What the task requires – Return every line from the listing where the word "concrete" occurs.

Record extracts –
------------------------------------

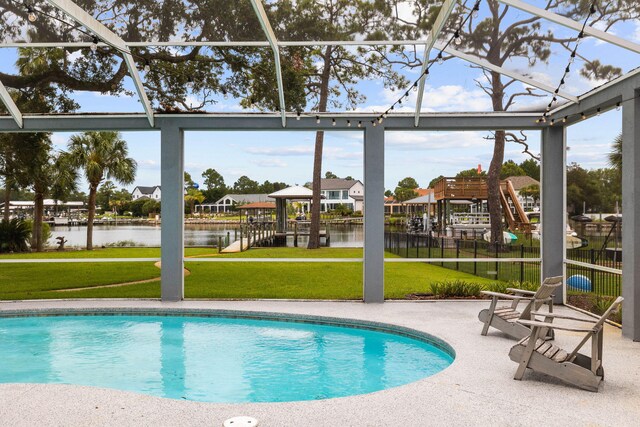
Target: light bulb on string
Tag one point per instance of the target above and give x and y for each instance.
(476, 11)
(457, 40)
(31, 14)
(94, 44)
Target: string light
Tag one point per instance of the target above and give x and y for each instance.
(456, 39)
(31, 14)
(567, 70)
(94, 44)
(476, 10)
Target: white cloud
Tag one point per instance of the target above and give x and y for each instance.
(148, 164)
(407, 141)
(297, 150)
(270, 163)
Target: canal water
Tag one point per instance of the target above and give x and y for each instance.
(194, 235)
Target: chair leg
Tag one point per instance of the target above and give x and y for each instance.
(526, 355)
(492, 308)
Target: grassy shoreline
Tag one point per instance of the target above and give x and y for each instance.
(212, 280)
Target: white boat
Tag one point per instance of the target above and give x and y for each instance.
(60, 220)
(507, 237)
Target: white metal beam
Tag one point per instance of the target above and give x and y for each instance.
(273, 42)
(78, 14)
(11, 106)
(570, 23)
(445, 12)
(489, 66)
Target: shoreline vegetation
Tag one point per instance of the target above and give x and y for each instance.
(216, 280)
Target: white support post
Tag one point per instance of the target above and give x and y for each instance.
(570, 23)
(630, 212)
(172, 235)
(78, 14)
(553, 216)
(273, 42)
(445, 12)
(489, 66)
(11, 106)
(373, 268)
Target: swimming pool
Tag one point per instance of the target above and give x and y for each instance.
(216, 359)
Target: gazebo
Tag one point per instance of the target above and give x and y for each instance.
(294, 193)
(622, 92)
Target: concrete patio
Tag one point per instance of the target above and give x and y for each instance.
(477, 389)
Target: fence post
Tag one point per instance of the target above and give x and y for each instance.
(521, 264)
(497, 253)
(592, 253)
(475, 255)
(407, 237)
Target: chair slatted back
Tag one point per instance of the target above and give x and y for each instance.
(546, 289)
(597, 327)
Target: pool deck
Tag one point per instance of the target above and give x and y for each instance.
(477, 389)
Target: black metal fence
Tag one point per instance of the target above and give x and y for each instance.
(409, 245)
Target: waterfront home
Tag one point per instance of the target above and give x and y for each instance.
(230, 201)
(348, 192)
(153, 193)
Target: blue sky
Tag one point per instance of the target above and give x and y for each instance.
(288, 156)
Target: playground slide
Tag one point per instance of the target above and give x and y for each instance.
(520, 219)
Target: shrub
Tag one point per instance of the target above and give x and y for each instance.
(123, 244)
(600, 304)
(455, 288)
(14, 236)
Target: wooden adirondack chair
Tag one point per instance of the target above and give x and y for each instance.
(505, 318)
(571, 367)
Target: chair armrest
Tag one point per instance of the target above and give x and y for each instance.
(521, 291)
(533, 323)
(505, 296)
(562, 316)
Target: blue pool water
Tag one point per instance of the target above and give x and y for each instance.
(211, 359)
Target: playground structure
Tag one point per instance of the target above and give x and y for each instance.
(473, 191)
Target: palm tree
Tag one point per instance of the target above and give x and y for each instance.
(101, 155)
(615, 155)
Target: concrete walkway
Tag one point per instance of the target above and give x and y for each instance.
(476, 390)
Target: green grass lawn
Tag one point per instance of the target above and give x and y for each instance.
(216, 279)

------------------------------------

Answer to this task –
Target: concrete patio
Target: concrete walkway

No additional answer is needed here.